Begin with the line containing "the moss in" and copy every line after it to the end of the entries, exactly, leaving out the lines before it.

[Dataset entries]

# # #

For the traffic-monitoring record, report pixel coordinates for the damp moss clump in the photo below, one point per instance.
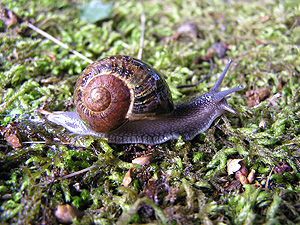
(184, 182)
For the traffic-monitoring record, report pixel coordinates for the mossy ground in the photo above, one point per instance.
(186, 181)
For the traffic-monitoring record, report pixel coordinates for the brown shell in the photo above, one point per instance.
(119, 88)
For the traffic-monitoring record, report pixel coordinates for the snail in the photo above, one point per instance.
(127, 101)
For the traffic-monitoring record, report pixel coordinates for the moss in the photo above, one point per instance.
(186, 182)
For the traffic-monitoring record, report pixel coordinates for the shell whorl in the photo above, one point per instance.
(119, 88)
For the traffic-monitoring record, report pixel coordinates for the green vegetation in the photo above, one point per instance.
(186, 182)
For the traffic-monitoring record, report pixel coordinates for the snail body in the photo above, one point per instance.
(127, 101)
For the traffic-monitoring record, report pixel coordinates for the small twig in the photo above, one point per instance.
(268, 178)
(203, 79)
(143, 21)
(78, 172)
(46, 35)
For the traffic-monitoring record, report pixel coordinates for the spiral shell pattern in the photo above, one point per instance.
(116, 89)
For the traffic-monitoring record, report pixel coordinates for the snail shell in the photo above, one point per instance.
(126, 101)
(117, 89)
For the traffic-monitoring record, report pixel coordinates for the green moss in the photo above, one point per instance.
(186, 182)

# # #

# Solution
For the traffic-monitoring record, report pixel coordinates for the moss in the photo above, one point per instance.
(186, 182)
For the traffic-monitoring record, report pixel coordinates for the shell whorl in the photo above, one point per instance.
(119, 88)
For the traffic-monitoring record, report pixel coordinates for the green vegetation in the photo above, one point per instance.
(186, 182)
For the traffic-monitoring record, report pixel coordinates for the snail body in the photo above, one point per instance.
(127, 101)
For the traffic-monitoring record, report pixel coordinates for the small twig in the photo above, one point per instance.
(268, 178)
(203, 79)
(143, 21)
(78, 172)
(46, 35)
For the traffic-monitoring record, report pixel coordinates for the spiral shell pattern in the photo above, one point per instance.
(116, 89)
For the traffic-monitoring record, report pixel coordinates for the snail shell in the photo above, one point per instance.
(126, 101)
(117, 89)
For the traffic-monitoring record, report pixel coordinates for the green moss in the photo above, one point per instance.
(186, 182)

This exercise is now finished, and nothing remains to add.